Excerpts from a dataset
***

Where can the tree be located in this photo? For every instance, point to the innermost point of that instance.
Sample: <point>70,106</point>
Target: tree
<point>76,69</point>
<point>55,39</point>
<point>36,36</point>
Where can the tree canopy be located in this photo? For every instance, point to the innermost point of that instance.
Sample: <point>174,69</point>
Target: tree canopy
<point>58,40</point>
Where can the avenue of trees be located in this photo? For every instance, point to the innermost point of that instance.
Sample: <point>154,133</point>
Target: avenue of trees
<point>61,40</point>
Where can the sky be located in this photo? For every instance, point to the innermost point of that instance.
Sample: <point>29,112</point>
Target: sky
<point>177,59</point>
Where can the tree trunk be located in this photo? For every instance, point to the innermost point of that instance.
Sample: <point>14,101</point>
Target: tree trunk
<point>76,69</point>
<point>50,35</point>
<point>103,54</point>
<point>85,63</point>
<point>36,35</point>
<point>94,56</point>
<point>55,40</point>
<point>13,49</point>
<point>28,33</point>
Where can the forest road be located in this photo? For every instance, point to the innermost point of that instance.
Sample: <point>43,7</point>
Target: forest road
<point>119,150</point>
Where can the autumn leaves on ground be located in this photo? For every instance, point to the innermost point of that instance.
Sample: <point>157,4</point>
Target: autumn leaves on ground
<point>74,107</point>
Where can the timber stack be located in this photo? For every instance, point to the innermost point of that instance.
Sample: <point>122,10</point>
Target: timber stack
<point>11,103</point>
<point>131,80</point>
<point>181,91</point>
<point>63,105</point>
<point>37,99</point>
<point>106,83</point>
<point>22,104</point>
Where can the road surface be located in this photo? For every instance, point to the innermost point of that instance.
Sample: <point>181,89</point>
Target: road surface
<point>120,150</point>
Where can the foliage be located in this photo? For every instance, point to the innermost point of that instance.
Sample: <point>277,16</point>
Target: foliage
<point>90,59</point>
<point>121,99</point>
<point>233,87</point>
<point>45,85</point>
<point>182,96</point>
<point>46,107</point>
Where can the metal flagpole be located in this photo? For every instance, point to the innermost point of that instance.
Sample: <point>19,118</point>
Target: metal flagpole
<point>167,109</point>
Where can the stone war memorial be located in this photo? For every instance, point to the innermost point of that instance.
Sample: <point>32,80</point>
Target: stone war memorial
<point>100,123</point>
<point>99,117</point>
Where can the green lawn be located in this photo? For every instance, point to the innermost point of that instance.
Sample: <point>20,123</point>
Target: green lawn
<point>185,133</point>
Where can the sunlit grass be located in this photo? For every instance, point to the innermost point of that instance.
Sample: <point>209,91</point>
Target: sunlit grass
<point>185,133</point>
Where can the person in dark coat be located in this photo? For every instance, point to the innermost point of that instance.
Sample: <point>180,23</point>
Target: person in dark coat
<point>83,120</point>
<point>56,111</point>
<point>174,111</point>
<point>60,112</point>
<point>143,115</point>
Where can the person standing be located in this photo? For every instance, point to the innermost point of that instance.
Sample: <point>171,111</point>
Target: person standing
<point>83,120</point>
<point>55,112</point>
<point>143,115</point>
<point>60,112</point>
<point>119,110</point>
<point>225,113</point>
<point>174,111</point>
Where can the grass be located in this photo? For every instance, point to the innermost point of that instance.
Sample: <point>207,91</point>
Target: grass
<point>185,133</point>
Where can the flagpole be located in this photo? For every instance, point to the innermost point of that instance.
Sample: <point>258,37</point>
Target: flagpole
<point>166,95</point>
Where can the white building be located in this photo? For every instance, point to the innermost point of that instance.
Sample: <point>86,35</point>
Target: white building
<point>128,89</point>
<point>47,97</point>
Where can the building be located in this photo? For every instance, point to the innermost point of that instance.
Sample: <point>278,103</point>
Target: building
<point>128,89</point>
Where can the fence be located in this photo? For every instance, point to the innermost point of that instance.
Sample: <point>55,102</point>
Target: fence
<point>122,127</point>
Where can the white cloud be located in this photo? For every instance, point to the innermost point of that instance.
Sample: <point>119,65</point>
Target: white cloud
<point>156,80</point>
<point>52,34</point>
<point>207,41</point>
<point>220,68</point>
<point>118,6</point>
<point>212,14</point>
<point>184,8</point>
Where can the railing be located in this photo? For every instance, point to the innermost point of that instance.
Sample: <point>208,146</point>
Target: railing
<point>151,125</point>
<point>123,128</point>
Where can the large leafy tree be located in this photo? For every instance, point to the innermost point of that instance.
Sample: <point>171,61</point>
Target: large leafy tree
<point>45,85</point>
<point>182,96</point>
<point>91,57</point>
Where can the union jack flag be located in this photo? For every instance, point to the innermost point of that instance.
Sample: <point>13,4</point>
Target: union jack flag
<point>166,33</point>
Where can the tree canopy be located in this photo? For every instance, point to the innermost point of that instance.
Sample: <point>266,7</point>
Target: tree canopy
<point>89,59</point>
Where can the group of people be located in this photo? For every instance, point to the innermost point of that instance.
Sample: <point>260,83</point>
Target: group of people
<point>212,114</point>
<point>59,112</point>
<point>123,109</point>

***

- TASK DIRECTIONS: The records above are to be transcribed exactly, with nothing left out.

- EXPECTED OUTPUT:
Where can the tree be located in this photo? For every instance, point to the innermost point of that instance.
Sample: <point>70,106</point>
Target: tree
<point>76,69</point>
<point>55,39</point>
<point>36,36</point>
Where can the tree canopy be located in this photo? For every instance, point to the innermost point of that instance.
Sample: <point>174,69</point>
Target: tree canopy
<point>58,40</point>
Where can the avenue of trees be located in this photo? For every instance, point to the innermost point of that instance.
Sample: <point>154,133</point>
Target: avenue of trees
<point>61,40</point>
Where can the sky be located in this photo? For every instance, point to the innermost point of that instance.
Sample: <point>29,112</point>
Target: sky
<point>177,59</point>
Where can the tree trunk be located in this photo? For every instance, point to the innermost point of that instance.
Sample: <point>14,101</point>
Target: tree trunk
<point>76,69</point>
<point>50,35</point>
<point>103,54</point>
<point>85,63</point>
<point>36,35</point>
<point>94,56</point>
<point>55,40</point>
<point>13,49</point>
<point>28,33</point>
Where can the forest road be located in this photo? For every instance, point to the innermost point of that instance.
Sample: <point>43,7</point>
Target: forest road
<point>119,150</point>
Where can the autumn leaves on ground be located in this photo? For every instance, point to the innermost point of that instance.
Sample: <point>157,4</point>
Target: autumn leaves on ground
<point>74,107</point>
Where can the timber stack be located in this photo? For every instance, point to the innermost point of that instance.
Sample: <point>122,10</point>
Target: timber stack
<point>11,103</point>
<point>131,80</point>
<point>181,91</point>
<point>63,105</point>
<point>37,99</point>
<point>106,83</point>
<point>22,104</point>
Where can the road surface be located in this photo? For every instance, point to the innermost point of that instance.
Sample: <point>181,89</point>
Target: road surface
<point>120,150</point>
Where can the foliage be located in this photo? For every instance, point to the innermost point of that instance.
Sample: <point>277,16</point>
Target: foliage
<point>90,59</point>
<point>121,99</point>
<point>233,87</point>
<point>45,85</point>
<point>182,96</point>
<point>46,107</point>
Where can the metal flagpole be located in this photo? For every instance, point to the innermost point of that instance.
Sample: <point>19,118</point>
Target: metal flagpole
<point>167,109</point>
Where can the stone war memorial be located in this photo? For every instance, point to the innermost point of that instance.
Sample: <point>32,80</point>
Target: stone war memorial
<point>100,123</point>
<point>99,117</point>
Where can the green lawn be located in this photo? For every instance, point to the innermost point of that instance.
Sample: <point>20,123</point>
Target: green lawn
<point>185,133</point>
Where can the sunlit grass be located in this photo? For every instance, point to the innermost point of that instance.
Sample: <point>209,91</point>
Target: sunlit grass
<point>185,133</point>
Where can the person in dark coat be located in this photo? For every instance, point to the innermost point of that instance.
Sample: <point>180,23</point>
Target: person in dark coat
<point>83,120</point>
<point>56,111</point>
<point>174,111</point>
<point>60,112</point>
<point>143,115</point>
Where can the person standing be located in this photo? For every instance, point to the innermost point of that instance.
Sample: <point>171,111</point>
Target: person standing
<point>83,120</point>
<point>55,112</point>
<point>143,115</point>
<point>60,112</point>
<point>119,110</point>
<point>225,113</point>
<point>174,111</point>
Where can the grass be located in this photo? For every instance, point to the innermost point of that instance.
Sample: <point>207,91</point>
Target: grass
<point>185,133</point>
Where can the flagpole be located in this photo? For every instance, point to the innermost point of that instance.
Sample: <point>258,37</point>
Target: flagpole
<point>166,95</point>
Where can the white building be located in this photo? For every instance, point to the innermost point of that instance.
Sample: <point>86,35</point>
Target: white building
<point>128,89</point>
<point>47,97</point>
Where can the building be located in this photo? For every instance, point to the innermost point of that instance.
Sample: <point>278,103</point>
Target: building
<point>128,89</point>
Where can the fence be located in this photo? For every instance, point to the innermost point of that instance.
Sample: <point>55,102</point>
Target: fence
<point>122,127</point>
Where can the white cloud be located in this photo? For every instance, point to the innermost point of that instance.
Sample: <point>119,65</point>
Target: white cloud
<point>156,80</point>
<point>52,34</point>
<point>207,41</point>
<point>220,68</point>
<point>118,6</point>
<point>212,14</point>
<point>184,8</point>
Where can the railing be located in this photo? For every instance, point to the innermost point of that instance.
Sample: <point>208,146</point>
Target: railing
<point>151,125</point>
<point>123,128</point>
Where can the large leafy tree be located in this photo? For every instance, point to the innermost point of that instance.
Sample: <point>171,61</point>
Target: large leafy tree
<point>45,85</point>
<point>182,96</point>
<point>91,57</point>
Where can the union jack flag be located in this photo? For every instance, point to the innermost point of that instance.
Sample: <point>13,4</point>
Target: union jack flag
<point>166,33</point>
Where can the tree canopy be located in this photo? For every instance, point to the innermost point of that instance.
Sample: <point>266,7</point>
Target: tree canopy
<point>89,59</point>
Where can the group of people be located in this photo? For every instance, point to the innermost point of that instance.
Sample: <point>260,83</point>
Target: group of people
<point>212,114</point>
<point>59,112</point>
<point>123,109</point>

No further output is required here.